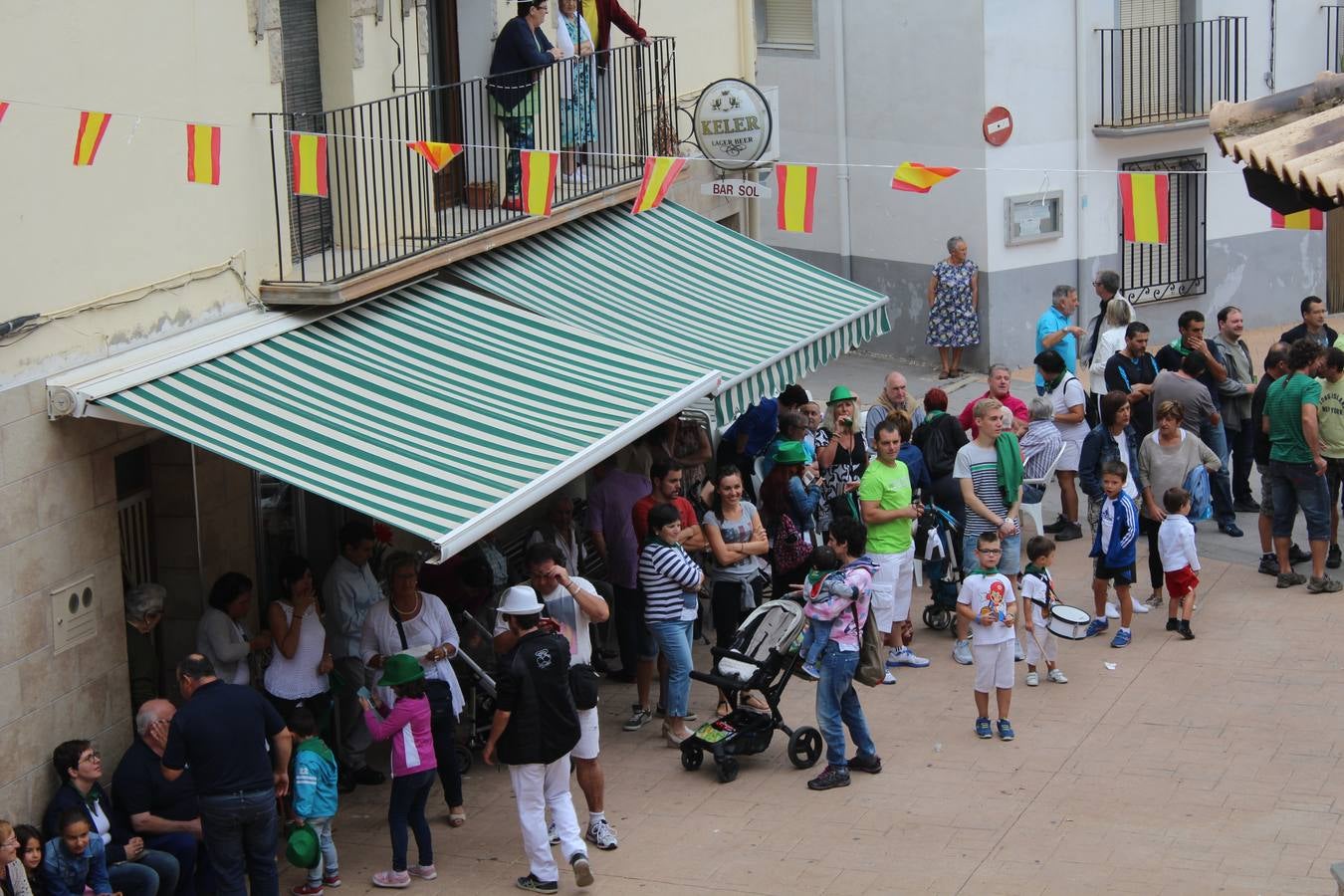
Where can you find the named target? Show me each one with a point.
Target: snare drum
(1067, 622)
------------------------------------
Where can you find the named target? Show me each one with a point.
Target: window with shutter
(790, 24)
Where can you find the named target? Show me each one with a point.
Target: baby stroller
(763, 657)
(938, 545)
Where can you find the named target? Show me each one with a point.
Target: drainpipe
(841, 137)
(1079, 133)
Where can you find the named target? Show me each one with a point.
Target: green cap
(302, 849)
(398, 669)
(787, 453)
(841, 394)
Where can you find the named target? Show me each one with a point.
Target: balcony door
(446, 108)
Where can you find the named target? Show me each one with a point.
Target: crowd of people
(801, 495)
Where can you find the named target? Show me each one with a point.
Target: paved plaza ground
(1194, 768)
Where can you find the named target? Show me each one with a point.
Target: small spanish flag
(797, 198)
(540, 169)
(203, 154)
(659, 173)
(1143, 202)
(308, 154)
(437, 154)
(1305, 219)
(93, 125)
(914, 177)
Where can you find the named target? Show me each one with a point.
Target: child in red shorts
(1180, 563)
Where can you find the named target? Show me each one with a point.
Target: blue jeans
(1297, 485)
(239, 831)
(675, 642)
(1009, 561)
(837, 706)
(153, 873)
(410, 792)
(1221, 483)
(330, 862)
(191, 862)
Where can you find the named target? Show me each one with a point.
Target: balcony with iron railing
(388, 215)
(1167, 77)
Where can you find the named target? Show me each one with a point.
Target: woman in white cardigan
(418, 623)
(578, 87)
------------------------------------
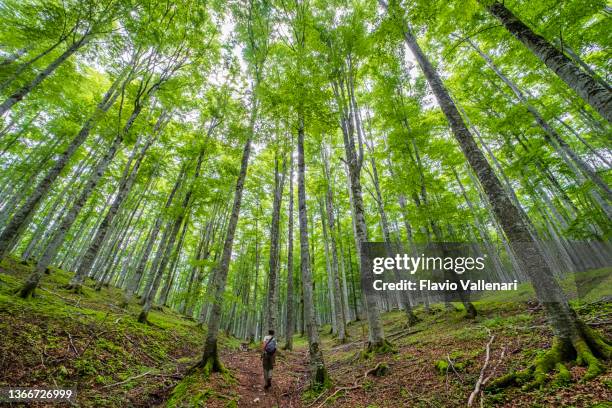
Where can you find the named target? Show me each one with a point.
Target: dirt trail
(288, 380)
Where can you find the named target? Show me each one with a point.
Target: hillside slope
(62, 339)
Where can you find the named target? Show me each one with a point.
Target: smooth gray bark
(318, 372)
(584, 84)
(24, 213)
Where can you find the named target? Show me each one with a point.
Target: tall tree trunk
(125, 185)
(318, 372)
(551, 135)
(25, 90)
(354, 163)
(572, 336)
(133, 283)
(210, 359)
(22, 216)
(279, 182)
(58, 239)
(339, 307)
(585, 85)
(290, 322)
------------------------------------
**REQUEST:** Report every line of the material above that contains the word "balcony", copying each one in full.

**RESPONSE:**
Target: balcony door
Target: balcony with iron railing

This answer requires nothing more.